Point placement records:
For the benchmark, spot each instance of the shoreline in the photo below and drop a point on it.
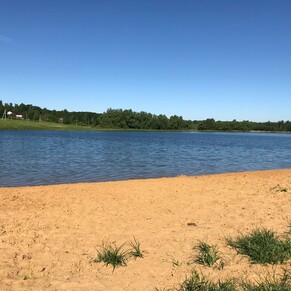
(144, 179)
(50, 234)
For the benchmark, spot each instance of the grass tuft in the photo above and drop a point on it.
(263, 246)
(208, 254)
(195, 282)
(112, 255)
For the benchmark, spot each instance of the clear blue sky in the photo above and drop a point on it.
(199, 59)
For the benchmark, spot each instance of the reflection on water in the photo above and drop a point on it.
(53, 157)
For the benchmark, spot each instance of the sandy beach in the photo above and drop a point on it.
(49, 235)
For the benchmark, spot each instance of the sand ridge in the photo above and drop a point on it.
(49, 234)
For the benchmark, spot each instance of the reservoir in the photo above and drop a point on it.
(58, 157)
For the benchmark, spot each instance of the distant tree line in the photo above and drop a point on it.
(128, 119)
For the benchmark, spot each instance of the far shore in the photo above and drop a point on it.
(50, 234)
(35, 125)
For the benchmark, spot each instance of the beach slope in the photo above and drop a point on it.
(49, 235)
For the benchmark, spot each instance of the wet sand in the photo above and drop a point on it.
(49, 234)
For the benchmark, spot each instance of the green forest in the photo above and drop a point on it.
(128, 119)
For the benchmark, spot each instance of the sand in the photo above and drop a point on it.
(49, 234)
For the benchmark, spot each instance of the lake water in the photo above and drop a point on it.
(54, 157)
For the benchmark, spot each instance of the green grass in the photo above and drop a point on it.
(35, 125)
(263, 246)
(208, 254)
(135, 250)
(196, 282)
(115, 256)
(112, 255)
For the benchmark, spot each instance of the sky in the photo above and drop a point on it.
(194, 58)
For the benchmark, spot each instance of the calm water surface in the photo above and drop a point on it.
(53, 157)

• [BRIEF]: Reproduce the lines above word for word, starting with the line that contains "For the benchmark, spot each instance of the sky" and continuing through the last line, including both.

• [EXPECTED ANSWER]:
For the benchmark, spot each instance of the sky in the photo above and drop a point on it.
(194, 58)
For the benchmark, spot each instance of the calm water surface in the photo above and drop a point on it.
(53, 157)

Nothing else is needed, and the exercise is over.